(Task objective): Copy all of the material below word for word, keeping every line in the same order.

(Dataset):
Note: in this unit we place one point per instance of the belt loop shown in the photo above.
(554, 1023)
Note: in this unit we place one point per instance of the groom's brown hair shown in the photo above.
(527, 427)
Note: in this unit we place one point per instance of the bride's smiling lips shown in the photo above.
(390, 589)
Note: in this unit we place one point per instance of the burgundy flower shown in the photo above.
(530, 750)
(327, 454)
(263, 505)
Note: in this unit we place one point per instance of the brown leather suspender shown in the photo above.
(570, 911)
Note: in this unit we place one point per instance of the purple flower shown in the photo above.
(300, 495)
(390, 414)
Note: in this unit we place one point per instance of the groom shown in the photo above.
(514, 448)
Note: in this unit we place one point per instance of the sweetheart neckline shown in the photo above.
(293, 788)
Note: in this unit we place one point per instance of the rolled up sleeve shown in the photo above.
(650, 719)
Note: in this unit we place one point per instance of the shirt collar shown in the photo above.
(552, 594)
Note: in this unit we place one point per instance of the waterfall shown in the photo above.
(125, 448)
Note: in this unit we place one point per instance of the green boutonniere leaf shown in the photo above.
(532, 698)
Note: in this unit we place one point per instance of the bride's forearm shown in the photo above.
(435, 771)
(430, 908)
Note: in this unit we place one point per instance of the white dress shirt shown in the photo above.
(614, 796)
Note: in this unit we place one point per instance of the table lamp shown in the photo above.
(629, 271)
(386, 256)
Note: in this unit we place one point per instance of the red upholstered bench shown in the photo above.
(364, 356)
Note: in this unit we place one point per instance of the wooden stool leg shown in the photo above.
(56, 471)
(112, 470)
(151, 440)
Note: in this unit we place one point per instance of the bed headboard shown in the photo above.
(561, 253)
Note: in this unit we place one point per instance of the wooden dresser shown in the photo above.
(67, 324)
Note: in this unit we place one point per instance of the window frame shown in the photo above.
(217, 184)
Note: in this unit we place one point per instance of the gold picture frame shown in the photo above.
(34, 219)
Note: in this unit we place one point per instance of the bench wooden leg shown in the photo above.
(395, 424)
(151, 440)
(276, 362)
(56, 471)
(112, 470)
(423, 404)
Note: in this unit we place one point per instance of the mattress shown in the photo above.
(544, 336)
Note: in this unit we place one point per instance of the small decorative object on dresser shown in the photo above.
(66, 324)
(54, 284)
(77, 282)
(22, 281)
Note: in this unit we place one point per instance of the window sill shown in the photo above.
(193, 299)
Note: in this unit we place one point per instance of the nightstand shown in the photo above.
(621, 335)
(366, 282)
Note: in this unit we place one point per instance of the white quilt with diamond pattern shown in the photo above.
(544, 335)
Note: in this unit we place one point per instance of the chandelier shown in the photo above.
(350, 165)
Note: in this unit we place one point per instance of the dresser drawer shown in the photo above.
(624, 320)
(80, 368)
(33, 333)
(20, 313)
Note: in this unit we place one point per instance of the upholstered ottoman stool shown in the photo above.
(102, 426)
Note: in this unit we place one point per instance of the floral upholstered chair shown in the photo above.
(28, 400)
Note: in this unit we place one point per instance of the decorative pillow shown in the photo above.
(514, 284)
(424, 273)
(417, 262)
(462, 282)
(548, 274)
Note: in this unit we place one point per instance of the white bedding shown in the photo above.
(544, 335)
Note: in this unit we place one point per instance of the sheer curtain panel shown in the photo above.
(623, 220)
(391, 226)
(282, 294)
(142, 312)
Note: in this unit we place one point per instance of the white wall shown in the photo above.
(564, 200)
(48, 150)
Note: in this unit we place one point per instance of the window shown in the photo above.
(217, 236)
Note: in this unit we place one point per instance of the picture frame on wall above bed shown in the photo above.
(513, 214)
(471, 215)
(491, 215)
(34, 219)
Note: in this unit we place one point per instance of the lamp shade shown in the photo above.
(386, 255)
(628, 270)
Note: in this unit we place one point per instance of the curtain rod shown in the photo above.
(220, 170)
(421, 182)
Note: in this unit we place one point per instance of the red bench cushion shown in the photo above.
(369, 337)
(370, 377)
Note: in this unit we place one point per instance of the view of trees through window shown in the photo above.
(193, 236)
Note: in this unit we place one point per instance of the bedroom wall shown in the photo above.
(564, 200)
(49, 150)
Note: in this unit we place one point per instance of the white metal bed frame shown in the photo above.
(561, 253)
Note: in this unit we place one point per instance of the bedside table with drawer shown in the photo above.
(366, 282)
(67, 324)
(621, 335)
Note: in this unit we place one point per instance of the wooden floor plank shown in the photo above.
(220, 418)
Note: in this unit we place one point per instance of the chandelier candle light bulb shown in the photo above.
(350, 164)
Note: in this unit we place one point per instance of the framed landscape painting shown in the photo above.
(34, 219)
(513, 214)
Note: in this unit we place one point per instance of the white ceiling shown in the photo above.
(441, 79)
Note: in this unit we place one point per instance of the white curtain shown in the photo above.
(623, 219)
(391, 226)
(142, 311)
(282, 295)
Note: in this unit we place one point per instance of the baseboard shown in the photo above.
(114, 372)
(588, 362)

(Answer in full):
Note: in this unit we place one point per instance of the belt loop shown in the photo above.
(554, 1023)
Note: in this unit we place one point per instance of the groom's brown hair shown in the photo above.
(527, 427)
Note: in this unit we place one point per instance of the bride's smiling lips shown in the photo above.
(390, 589)
Note: in this unit we place one point per instance of the burgundy flower shown in the photo above.
(530, 750)
(327, 454)
(263, 505)
Note: in this unit we place one point per instance of the brown leather suspender shown in the photo above.
(570, 911)
Note: in this unit we place one point per instance of the purple flower shown in the photo above.
(300, 495)
(390, 414)
Note: in this unit we place one point per instance of the groom shown in the photo above.
(514, 448)
Note: in this unit we place one point per instance of the sweetheart neckline shown in the photo above.
(293, 788)
Note: in this unit we place one point per instance of the rolled up sleeve shown in the photo above.
(650, 719)
Note: in this unit we place one point per instance of the shirt collar shown in the photo above.
(552, 594)
Note: in this unit we place one point per instance of the waterfall shown in the photo above.
(125, 448)
Note: in this unit we place one point per instance of the green boutonniere leaf shown in the photo above.
(532, 698)
Note: in this unit we place one point per instance of the bride's forearm shown in the photo above.
(435, 771)
(430, 908)
Note: in this unit we place one point per instance of the white dress shirt shown in the photo above.
(614, 796)
Note: in this unit we place one point per instance of the table lamp shown in the photo above.
(629, 271)
(386, 256)
Note: in this unit we place one point per instance of the red upholstered bench shown in the photo above.
(364, 356)
Note: in this unit we place one point per instance of the wooden stool leg shown in the photo above.
(56, 471)
(112, 470)
(151, 440)
Note: in this unit we place one point per instance of the bed headboard shown in the photo above.
(561, 253)
Note: in this unit we place one point per instance of the wooden dresser shown in the photo above.
(67, 324)
Note: in this unit we place one point per instance of the window frame shown in the photo above.
(217, 184)
Note: in this unit we place one point per instance of the gold picture frame shown in the photo above.
(34, 219)
Note: in this unit we place one point per instance of the bench wooden leg shown in the photo above.
(395, 424)
(151, 440)
(276, 362)
(56, 471)
(112, 470)
(423, 404)
Note: in this unit we place one point per instance of the mattress shown in the photo above.
(544, 336)
Note: in this unit we place one point per instance of the small decorative object on dresser shown in the photo above.
(66, 324)
(54, 284)
(77, 282)
(22, 281)
Note: in this unit we place one point per instance of the window sill shown in the photo above.
(193, 299)
Note: in this unit we place one point per instance of the nightstand shown in the photo above.
(621, 335)
(366, 282)
Note: in this unit we place one point per instance of the white quilt with diamond pattern shown in the photo above.
(544, 335)
Note: in this unit we place one point per instance of the chandelier shown in the photo above.
(350, 165)
Note: in this unit we place one point per instance of the dresser drawer shown in the photo above.
(624, 320)
(80, 368)
(33, 333)
(20, 313)
Note: in this unit we place one point per instance of the upholstered ottoman stool shown in the photo above.
(102, 426)
Note: in this unit we place one point per instance of the floral upholstered chair shown in the photo above.
(28, 400)
Note: in this unit we place one point per instance of the decorative pillow shown in the photo above.
(514, 284)
(424, 273)
(417, 262)
(462, 282)
(548, 274)
Note: in this unit we place one point per instance of the white bedding shown in the photo above.
(544, 335)
Note: in this unit we place one point per instance of the sheer curtain panel shown in the photo above.
(623, 220)
(391, 226)
(282, 294)
(142, 312)
Note: in this unit we place one point per instance of the white wall shown in the photo above.
(564, 200)
(48, 150)
Note: in this unit we place one point per instance of the window shown in the photo above.
(217, 236)
Note: in this unit we place one point per instance of the picture frame on wall above bed shown in the photo above.
(513, 214)
(471, 215)
(491, 215)
(34, 219)
Note: in this unit we place one point per instance of the lamp shade shown in the photo above.
(386, 255)
(628, 270)
Note: in this unit we place one point per instance of the curtain rod shown in the photo above.
(220, 170)
(421, 182)
Note: in this unit we place one point per instance of the red bench cushion shown in the photo above.
(369, 337)
(370, 377)
Note: in this unit we place one point per instance of the view of trees through window shown in the photo above.
(193, 236)
Note: in this unit we place one point per instance of the bedroom wall shown in the photo above.
(564, 200)
(49, 150)
Note: in this unit we place one point per instance of the white metal bed frame shown in the photo above.
(561, 253)
Note: in this unit we place one point per instance of the bedside table with drawer shown in the photo above.
(366, 282)
(67, 324)
(621, 335)
Note: in this unit we place one point per instance of the wooden floor plank shown in the photo above.
(220, 418)
Note: in this unit we place one point per instance of the chandelier candle light bulb shown in the photo above.
(350, 164)
Note: in this unit we place one point per instance of the framed landscape painting shown in the photo above.
(34, 219)
(513, 214)
Note: in this unit we place one point per instance of the white ceiling shown in the photo above.
(441, 79)
Note: in this unit we place one point per instance of the white curtain shown in the photo above.
(623, 219)
(391, 226)
(142, 311)
(282, 295)
Note: in this unit we place one point per instance of the baseboard shown in the photo above.
(114, 372)
(588, 362)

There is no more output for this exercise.